TASK TO COMPLETE: Among the entries below, take the line with "Would you kindly pick out the firework trail" and the line with "Would you kindly pick out the firework spark", and output them and every line between them exactly, with nothing else.

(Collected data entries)
· · ·

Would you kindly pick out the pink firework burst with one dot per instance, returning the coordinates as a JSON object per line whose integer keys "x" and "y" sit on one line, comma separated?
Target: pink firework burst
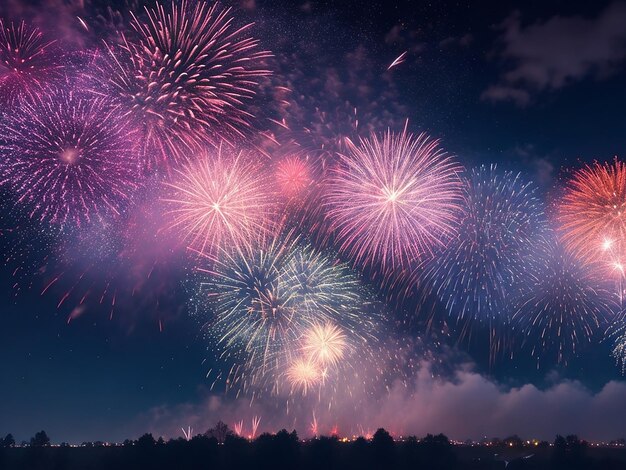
{"x": 392, "y": 198}
{"x": 185, "y": 74}
{"x": 221, "y": 198}
{"x": 294, "y": 176}
{"x": 28, "y": 62}
{"x": 68, "y": 159}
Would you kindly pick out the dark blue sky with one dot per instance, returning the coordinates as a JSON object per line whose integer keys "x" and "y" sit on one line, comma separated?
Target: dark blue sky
{"x": 497, "y": 82}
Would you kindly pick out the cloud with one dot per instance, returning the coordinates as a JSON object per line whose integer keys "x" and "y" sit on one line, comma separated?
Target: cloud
{"x": 467, "y": 405}
{"x": 550, "y": 54}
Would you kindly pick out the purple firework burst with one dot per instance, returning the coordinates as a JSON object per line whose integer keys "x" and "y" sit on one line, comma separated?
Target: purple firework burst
{"x": 185, "y": 74}
{"x": 68, "y": 159}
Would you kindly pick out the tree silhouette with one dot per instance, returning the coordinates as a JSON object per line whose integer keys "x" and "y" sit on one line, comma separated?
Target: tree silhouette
{"x": 40, "y": 439}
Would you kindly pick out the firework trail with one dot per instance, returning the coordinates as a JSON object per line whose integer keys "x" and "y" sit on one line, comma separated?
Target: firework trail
{"x": 294, "y": 176}
{"x": 187, "y": 433}
{"x": 185, "y": 73}
{"x": 222, "y": 199}
{"x": 561, "y": 305}
{"x": 67, "y": 159}
{"x": 238, "y": 428}
{"x": 393, "y": 199}
{"x": 256, "y": 420}
{"x": 478, "y": 270}
{"x": 325, "y": 344}
{"x": 398, "y": 60}
{"x": 591, "y": 217}
{"x": 266, "y": 298}
{"x": 28, "y": 63}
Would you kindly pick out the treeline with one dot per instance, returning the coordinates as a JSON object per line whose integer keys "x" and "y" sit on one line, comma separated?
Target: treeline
{"x": 221, "y": 448}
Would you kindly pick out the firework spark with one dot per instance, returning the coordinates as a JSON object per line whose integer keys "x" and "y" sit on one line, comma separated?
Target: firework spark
{"x": 219, "y": 200}
{"x": 294, "y": 176}
{"x": 185, "y": 74}
{"x": 325, "y": 344}
{"x": 592, "y": 222}
{"x": 68, "y": 159}
{"x": 591, "y": 211}
{"x": 266, "y": 297}
{"x": 619, "y": 346}
{"x": 303, "y": 374}
{"x": 393, "y": 198}
{"x": 562, "y": 305}
{"x": 28, "y": 62}
{"x": 480, "y": 267}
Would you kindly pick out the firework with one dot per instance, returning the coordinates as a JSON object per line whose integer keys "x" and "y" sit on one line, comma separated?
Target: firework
{"x": 325, "y": 344}
{"x": 619, "y": 346}
{"x": 185, "y": 74}
{"x": 68, "y": 159}
{"x": 591, "y": 211}
{"x": 256, "y": 420}
{"x": 218, "y": 200}
{"x": 265, "y": 298}
{"x": 591, "y": 217}
{"x": 562, "y": 305}
{"x": 303, "y": 374}
{"x": 294, "y": 176}
{"x": 28, "y": 62}
{"x": 393, "y": 198}
{"x": 480, "y": 267}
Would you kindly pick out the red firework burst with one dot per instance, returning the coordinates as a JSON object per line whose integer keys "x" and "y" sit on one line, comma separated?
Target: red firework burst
{"x": 28, "y": 62}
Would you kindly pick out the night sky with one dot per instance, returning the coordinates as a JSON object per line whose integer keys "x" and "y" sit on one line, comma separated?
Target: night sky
{"x": 537, "y": 88}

· · ·

TASK ANSWER:
Would you kindly pick out the firework trail with one dot per instance, returning the coordinates as a JSON object per line whose integer keys "x" and "y" sit on one line, comma separated?
Target: firework trail
{"x": 294, "y": 176}
{"x": 187, "y": 433}
{"x": 185, "y": 73}
{"x": 222, "y": 199}
{"x": 561, "y": 305}
{"x": 67, "y": 159}
{"x": 238, "y": 428}
{"x": 393, "y": 199}
{"x": 256, "y": 420}
{"x": 478, "y": 270}
{"x": 325, "y": 344}
{"x": 398, "y": 60}
{"x": 591, "y": 217}
{"x": 266, "y": 298}
{"x": 28, "y": 63}
Would you kindly pick out the treeline with one dot per instance, returning the coordinates as a JSON object per line whose integer keys "x" and "y" sit on one line, comma separated?
Target: treeline
{"x": 221, "y": 448}
Would you kindly pick out the firework spark with one dot per instance, returning the coordinates as a JSON object per line whose integer keys "x" and "y" sit on one line, comma separated?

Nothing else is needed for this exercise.